EXERCISE:
From the rows below, pull out every line that contains the string "with", treating uppercase and lowercase letters as different.

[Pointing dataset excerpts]
====
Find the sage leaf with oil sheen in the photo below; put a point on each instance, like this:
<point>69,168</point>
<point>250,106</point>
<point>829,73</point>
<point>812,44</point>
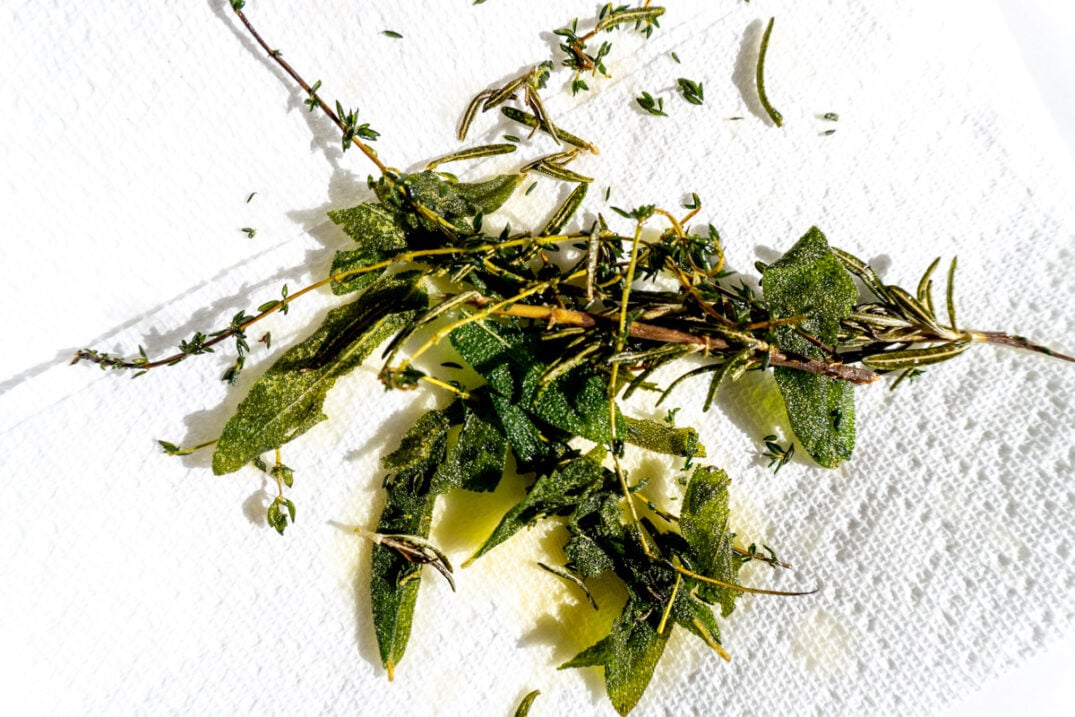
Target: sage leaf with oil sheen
<point>378,233</point>
<point>555,493</point>
<point>510,361</point>
<point>811,282</point>
<point>477,458</point>
<point>409,510</point>
<point>703,524</point>
<point>629,655</point>
<point>287,400</point>
<point>455,200</point>
<point>663,439</point>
====
COMPLETE RESPONSE:
Find the sage leaf with oil sheen in the photo below; put a point on each instance, like this:
Target: sage leaf with oil sheen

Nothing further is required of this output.